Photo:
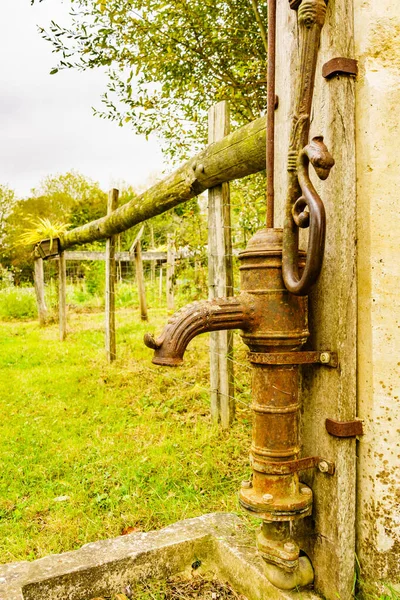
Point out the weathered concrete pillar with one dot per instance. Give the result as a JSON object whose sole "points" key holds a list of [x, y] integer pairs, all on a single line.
{"points": [[328, 536], [377, 37]]}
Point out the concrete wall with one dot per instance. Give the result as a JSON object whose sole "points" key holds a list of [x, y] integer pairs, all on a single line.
{"points": [[377, 40]]}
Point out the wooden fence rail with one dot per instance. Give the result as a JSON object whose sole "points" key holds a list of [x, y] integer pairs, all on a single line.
{"points": [[239, 154]]}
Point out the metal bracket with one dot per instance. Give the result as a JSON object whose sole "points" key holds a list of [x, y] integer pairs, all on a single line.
{"points": [[325, 357], [343, 429], [294, 466], [47, 248], [340, 66]]}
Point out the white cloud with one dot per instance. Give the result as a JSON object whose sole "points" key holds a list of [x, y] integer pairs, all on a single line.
{"points": [[46, 121]]}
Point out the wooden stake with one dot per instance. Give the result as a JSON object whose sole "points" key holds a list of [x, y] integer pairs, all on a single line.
{"points": [[170, 273], [62, 296], [140, 281], [111, 271], [153, 264], [160, 284], [220, 278], [39, 291]]}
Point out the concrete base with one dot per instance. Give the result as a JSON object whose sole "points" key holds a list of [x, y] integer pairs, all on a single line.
{"points": [[220, 541]]}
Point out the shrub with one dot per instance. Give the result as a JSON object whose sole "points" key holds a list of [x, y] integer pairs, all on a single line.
{"points": [[18, 303]]}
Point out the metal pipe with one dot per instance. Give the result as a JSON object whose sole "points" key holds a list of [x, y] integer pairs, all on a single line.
{"points": [[270, 147], [192, 320]]}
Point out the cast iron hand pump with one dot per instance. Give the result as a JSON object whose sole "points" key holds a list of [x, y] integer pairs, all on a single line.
{"points": [[271, 312]]}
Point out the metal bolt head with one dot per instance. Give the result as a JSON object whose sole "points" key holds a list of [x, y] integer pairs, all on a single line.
{"points": [[246, 485], [325, 357], [268, 497], [323, 466], [289, 547]]}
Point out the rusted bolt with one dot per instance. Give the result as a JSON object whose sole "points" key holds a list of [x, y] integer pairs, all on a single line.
{"points": [[323, 466], [268, 497], [325, 357], [289, 547]]}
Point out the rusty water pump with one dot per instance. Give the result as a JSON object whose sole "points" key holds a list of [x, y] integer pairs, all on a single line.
{"points": [[271, 312]]}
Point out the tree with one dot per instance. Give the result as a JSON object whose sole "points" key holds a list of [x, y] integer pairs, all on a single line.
{"points": [[168, 62], [7, 202], [68, 198]]}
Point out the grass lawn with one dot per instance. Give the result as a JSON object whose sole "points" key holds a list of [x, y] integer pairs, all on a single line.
{"points": [[91, 450]]}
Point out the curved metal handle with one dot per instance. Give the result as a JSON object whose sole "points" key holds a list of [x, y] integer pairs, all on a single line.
{"points": [[299, 217], [303, 205]]}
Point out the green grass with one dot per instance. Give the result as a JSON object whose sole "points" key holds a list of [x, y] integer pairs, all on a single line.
{"points": [[128, 444]]}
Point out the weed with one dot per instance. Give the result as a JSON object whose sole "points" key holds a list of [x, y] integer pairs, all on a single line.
{"points": [[89, 449]]}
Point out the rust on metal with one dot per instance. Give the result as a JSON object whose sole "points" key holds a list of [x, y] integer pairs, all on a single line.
{"points": [[344, 429], [196, 318], [340, 66], [48, 248], [295, 466], [304, 207], [326, 357], [274, 326]]}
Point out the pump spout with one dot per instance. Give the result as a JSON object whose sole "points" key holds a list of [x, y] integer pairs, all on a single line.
{"points": [[193, 319]]}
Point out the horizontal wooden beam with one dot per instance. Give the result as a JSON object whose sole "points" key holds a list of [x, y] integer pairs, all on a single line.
{"points": [[119, 256], [239, 154]]}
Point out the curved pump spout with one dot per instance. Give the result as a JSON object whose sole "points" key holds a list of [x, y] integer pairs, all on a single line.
{"points": [[190, 321]]}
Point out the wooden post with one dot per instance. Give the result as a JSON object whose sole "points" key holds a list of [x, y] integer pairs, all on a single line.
{"points": [[136, 250], [170, 273], [62, 296], [153, 262], [140, 281], [328, 538], [39, 291], [220, 278], [111, 272]]}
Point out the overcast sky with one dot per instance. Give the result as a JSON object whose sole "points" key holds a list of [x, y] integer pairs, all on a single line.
{"points": [[46, 121]]}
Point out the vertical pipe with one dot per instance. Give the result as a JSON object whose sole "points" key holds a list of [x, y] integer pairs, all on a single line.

Action item
The pictures are not wanted, but every line of the listing should be duplicated exactly.

Solution to this problem
Photo:
Point out the weathered concrete pillar with one dot per instance. Give the result as a JSON object whose sole "points" key holds a list of [x, y] integer pairs, all on a single line.
{"points": [[328, 536], [377, 37]]}
Point out the concrete wall with one dot per instance. Give the result as a JSON object whose sole "points" key holds a list of [x, y] integer pairs, all on a single line.
{"points": [[377, 40]]}
Point out the wooden fence rail with one dot per instance. Give the result as a JSON object whose sole "points" key holds a list of [x, y] integer pairs, all on a single line.
{"points": [[239, 154]]}
Point out the metal bracket with one dot per instance. Give the result as a JSON object whose sole "points" key holds a list of [x, y] integer pairs, all on a single line.
{"points": [[325, 357], [343, 429], [294, 466], [47, 248], [340, 66]]}
Point out the white cloud with one dot per instance. Give the result as a JSON object whose sole "points" key holds a list of [x, y] integer pairs, all on a single line.
{"points": [[46, 121]]}
Point out the wooden stake with one dot per instance. Give the result as a JSON object whose sole "points" key holds a list of [x, y] integer pairs, all on a single line.
{"points": [[170, 273], [62, 296], [140, 281], [111, 271], [153, 264], [160, 284], [220, 278], [39, 291]]}
Point out the concrete base with one dot per instance. Give the result as a JSON object whose sole "points" key holds a list of [x, y] integer pairs, all on a single line.
{"points": [[220, 541]]}
Point out the shrub with one dot per instance. Give the result as a JSON object whose sole "points" key holds a list of [x, y] integer pairs, all on a single line.
{"points": [[18, 303]]}
Point out the metal pipe with one dot per instance. Give the result as a JSON object whose sole "points" key holds a list of [x, y] integer pairs, all on a single line.
{"points": [[270, 147], [192, 320]]}
Point out the cast iron hand pump with one dot per instance. Give the result as a JSON object whose sole "points" key holds a list of [x, y] integer pairs, all on a single line.
{"points": [[271, 312]]}
Point out the metal bolt head with one dot per instance. Give the result as a JSON object whose sole "points" key holds a list of [x, y] integer pairs, all on a single line.
{"points": [[246, 485], [325, 357], [268, 497], [323, 466], [289, 547]]}
Point out the rusted bolt with one dot per instance. Give the result as a JSON object whose sole "points" key holds a list of [x, y] integer pairs, all on a single line.
{"points": [[323, 466], [268, 497], [325, 357], [289, 547]]}
Point out the rusty water pump with one dot per instance. Give the result as a JSON object whose sole "points" key holds a list of [x, y] integer pairs, all on a single line.
{"points": [[271, 312]]}
Point out the tree with one dot per instance. Give the result as a JSON object whose sole "points" key holds a list of [x, y] integer pairs, all on a single line.
{"points": [[168, 62], [7, 202], [68, 198]]}
Point out the grass lawn with one dot per instance. Give the result as a JSON object whose sole "points" key holds a list of [x, y] integer pairs, all on a single line.
{"points": [[91, 450]]}
Point out the curved metal handle with one dot per instance. Give the result as a JSON object whose sole "points" key holds a list of [x, y] integer pairs, all on a single line.
{"points": [[299, 217], [303, 205]]}
Point out the green grass with one dot per instance. Give the result as a JSON object whose sole "points" key holds a list of [x, y] integer pairs, all on a single line.
{"points": [[128, 444]]}
Point out the weed with one dot per instance. Give the result as a JSON object whose sole "points" key holds a list of [x, y] integer pairs, all on a single line.
{"points": [[89, 449]]}
Point out the rust on metal with one dot per instance. Give the result as a JSON object whose sole "points" key holds a list of [x, y] integer pairs, all on a single line.
{"points": [[344, 429], [196, 318], [340, 66], [48, 248], [295, 466], [304, 207], [326, 357], [274, 326]]}
Point out the pump spout with one dot per instance. Give the result as a JSON object whose sole "points" key holds a list of [x, y] integer pairs, all on a single line.
{"points": [[193, 319]]}
Point out the horizontal wooden beam with one dot per instance. Give the result as a JSON object whose sole "points" key holds a list of [x, y] integer pairs, all on a single line.
{"points": [[119, 256], [239, 154]]}
Point out the curved pump spout with one dot per instance. Give the result as a JSON object whose sole "points" key holds a list of [x, y] integer pairs, all on a single line.
{"points": [[190, 321]]}
Point out the wooden post with one dot per instance. Give the result as a JSON object whose sole "points" key holds a list of [x, y] integer pairs, all on a single line.
{"points": [[136, 250], [170, 273], [62, 296], [153, 262], [140, 281], [328, 538], [39, 291], [220, 278], [111, 272]]}
Point out the overcast sky with one dot per instance. Give the result as a JSON object whose sole "points" key holds a list of [x, y] integer pairs, all on a single line.
{"points": [[46, 121]]}
Point out the vertical pipe with one dot per instance. Give the result as a JSON object whose sole "points" key holds a list of [x, y] integer pairs, all on a single line.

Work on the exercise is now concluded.